_Data section_
------------

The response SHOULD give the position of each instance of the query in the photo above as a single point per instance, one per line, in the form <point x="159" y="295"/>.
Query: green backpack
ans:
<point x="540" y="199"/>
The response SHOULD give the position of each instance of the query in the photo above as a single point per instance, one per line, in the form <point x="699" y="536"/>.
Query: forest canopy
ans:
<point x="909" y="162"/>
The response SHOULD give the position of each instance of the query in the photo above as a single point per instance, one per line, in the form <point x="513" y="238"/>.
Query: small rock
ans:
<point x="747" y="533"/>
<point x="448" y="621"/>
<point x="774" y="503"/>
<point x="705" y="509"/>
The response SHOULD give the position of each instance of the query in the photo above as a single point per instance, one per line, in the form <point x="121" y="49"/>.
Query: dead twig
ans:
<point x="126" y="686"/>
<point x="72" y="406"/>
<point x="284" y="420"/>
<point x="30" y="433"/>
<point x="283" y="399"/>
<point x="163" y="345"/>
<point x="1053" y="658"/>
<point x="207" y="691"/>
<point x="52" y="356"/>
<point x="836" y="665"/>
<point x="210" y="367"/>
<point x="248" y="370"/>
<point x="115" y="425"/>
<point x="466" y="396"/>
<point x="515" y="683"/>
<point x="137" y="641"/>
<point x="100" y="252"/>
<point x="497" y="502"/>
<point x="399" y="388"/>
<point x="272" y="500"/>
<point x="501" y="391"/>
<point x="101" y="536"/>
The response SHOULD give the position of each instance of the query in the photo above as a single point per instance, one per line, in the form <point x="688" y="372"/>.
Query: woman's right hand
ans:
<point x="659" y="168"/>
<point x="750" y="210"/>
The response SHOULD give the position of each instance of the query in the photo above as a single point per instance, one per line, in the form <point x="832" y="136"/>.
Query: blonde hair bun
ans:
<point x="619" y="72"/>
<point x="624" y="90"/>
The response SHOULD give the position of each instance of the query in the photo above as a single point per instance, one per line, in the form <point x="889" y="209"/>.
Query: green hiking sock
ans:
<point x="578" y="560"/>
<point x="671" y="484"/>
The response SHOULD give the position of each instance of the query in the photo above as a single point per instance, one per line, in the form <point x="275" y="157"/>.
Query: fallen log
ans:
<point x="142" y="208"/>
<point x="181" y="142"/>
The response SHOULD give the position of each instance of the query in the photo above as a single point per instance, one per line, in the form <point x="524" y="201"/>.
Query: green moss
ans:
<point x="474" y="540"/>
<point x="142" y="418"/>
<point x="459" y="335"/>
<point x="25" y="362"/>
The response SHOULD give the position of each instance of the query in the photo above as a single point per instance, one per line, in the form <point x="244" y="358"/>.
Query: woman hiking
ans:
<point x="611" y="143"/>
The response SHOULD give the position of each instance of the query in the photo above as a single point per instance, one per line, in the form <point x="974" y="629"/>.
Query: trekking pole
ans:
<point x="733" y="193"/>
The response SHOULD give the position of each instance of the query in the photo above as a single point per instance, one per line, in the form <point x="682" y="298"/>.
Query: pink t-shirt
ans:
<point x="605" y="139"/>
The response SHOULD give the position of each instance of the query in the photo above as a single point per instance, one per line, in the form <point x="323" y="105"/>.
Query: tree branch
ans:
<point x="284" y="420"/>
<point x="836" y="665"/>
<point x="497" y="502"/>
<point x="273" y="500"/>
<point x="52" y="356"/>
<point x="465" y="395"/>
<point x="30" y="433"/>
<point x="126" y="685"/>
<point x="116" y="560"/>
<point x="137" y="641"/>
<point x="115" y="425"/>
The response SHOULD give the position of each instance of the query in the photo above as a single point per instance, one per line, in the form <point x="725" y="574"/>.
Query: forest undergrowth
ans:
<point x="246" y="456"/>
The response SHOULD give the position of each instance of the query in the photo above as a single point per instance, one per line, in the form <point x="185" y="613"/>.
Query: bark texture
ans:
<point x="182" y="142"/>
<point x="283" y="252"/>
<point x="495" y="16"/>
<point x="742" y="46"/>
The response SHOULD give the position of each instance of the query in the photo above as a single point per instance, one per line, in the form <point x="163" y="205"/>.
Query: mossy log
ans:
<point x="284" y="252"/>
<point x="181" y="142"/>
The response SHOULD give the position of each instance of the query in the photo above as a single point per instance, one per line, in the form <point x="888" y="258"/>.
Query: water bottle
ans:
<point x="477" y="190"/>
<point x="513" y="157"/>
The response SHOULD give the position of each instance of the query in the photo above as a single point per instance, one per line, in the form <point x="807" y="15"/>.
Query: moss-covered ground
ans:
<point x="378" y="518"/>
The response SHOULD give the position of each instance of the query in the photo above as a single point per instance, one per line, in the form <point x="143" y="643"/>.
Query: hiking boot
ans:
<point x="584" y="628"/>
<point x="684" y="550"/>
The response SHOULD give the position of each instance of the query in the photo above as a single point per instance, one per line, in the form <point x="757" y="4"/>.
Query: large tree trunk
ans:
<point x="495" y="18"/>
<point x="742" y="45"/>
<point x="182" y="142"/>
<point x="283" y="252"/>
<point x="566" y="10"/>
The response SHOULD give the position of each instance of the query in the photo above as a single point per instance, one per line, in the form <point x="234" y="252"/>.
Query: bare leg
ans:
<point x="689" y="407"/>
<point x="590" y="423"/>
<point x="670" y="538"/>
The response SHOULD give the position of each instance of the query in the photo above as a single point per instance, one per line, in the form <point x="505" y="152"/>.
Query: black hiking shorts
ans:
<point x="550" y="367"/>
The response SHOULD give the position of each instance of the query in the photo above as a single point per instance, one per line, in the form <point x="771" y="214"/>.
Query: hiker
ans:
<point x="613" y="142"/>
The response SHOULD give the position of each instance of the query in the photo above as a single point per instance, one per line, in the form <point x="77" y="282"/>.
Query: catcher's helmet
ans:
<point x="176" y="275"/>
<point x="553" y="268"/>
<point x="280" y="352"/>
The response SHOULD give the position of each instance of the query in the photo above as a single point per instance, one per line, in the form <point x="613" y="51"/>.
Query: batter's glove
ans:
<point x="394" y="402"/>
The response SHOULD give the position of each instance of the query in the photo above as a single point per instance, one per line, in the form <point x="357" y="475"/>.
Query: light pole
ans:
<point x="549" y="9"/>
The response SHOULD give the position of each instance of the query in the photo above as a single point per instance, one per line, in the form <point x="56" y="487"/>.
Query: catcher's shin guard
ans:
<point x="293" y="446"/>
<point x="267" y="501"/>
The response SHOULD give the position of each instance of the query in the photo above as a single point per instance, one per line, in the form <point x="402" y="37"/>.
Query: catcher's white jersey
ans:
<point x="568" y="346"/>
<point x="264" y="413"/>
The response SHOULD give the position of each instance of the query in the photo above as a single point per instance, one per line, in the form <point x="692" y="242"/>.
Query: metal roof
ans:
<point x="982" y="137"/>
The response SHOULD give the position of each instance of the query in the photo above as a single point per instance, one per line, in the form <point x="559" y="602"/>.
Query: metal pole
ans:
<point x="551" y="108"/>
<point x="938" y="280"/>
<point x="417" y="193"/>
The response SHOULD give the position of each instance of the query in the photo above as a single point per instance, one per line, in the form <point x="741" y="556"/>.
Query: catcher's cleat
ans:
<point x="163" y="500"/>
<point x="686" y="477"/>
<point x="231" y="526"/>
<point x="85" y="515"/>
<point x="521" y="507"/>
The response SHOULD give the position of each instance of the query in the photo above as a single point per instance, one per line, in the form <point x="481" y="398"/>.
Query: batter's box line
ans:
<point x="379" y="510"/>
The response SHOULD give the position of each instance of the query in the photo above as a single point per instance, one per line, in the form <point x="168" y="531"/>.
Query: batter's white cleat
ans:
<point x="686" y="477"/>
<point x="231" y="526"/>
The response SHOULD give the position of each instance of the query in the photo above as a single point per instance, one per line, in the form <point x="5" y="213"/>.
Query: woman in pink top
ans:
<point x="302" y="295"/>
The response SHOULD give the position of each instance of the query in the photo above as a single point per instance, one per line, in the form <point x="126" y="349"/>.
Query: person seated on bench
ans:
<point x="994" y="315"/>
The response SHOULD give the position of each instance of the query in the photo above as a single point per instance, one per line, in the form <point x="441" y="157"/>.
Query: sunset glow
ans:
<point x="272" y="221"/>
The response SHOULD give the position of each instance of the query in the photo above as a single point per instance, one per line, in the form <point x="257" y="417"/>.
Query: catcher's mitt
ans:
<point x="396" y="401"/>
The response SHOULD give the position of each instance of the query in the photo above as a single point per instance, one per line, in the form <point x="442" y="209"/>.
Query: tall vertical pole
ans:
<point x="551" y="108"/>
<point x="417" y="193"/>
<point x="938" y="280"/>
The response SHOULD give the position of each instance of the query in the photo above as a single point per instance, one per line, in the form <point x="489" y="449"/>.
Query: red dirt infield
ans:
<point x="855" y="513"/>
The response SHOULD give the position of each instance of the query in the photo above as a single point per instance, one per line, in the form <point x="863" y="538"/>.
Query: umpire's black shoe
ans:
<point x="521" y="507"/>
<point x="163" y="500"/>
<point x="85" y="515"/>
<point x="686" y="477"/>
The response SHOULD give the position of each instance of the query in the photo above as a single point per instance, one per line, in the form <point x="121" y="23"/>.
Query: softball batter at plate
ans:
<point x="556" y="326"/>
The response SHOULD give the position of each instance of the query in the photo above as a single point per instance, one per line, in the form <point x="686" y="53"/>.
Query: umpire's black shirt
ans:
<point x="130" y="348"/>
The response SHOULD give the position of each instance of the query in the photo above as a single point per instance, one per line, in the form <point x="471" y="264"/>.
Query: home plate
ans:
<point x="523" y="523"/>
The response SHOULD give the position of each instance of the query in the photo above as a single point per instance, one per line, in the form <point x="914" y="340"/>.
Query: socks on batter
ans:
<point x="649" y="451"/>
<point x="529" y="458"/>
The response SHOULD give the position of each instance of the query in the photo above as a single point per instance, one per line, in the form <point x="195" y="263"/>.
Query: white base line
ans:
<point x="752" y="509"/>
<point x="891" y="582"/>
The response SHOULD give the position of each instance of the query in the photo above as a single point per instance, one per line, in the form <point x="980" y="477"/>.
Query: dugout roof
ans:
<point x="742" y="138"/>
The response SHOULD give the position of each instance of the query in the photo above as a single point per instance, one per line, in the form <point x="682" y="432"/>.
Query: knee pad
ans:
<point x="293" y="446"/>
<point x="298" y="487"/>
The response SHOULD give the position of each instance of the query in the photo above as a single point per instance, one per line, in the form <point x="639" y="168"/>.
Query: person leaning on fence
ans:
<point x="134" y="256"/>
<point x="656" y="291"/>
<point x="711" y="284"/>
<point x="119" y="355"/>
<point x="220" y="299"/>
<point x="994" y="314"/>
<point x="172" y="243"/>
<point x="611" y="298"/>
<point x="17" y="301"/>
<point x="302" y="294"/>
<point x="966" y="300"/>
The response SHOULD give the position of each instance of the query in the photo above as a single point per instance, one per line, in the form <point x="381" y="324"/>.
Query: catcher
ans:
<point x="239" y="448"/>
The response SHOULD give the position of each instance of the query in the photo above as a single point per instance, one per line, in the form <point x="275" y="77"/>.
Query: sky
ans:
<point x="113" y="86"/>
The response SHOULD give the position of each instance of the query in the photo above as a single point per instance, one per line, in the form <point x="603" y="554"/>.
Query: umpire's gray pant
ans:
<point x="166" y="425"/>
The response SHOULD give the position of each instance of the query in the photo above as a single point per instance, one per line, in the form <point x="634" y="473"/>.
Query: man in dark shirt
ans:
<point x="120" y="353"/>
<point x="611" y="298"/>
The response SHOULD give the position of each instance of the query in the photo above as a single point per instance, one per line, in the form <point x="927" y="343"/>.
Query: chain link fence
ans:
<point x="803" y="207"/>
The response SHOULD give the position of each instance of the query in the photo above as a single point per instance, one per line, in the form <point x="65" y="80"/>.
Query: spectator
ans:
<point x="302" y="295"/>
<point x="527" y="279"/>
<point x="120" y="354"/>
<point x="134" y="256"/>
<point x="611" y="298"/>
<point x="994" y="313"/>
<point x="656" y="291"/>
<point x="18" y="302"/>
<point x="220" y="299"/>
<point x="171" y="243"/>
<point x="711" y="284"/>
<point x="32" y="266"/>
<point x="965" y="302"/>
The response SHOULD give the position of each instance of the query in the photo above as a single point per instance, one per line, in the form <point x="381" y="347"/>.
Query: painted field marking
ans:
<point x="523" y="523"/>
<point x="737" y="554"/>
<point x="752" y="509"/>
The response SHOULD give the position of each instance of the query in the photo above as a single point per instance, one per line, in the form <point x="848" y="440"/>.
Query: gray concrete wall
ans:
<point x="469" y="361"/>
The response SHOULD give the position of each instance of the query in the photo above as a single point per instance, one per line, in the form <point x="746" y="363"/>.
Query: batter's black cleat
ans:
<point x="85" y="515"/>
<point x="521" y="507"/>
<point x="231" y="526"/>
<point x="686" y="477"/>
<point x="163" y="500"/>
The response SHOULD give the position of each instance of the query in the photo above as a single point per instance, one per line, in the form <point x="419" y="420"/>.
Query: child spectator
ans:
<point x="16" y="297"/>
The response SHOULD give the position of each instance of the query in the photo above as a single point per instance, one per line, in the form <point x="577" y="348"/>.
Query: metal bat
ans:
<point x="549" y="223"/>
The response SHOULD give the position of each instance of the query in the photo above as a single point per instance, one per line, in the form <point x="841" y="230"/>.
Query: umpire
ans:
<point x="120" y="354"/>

------------

_Direction_
Pull out every line of the listing above that contains the word "pink".

_Correct answer_
Query: pink t-shirt
Query: woman in pink top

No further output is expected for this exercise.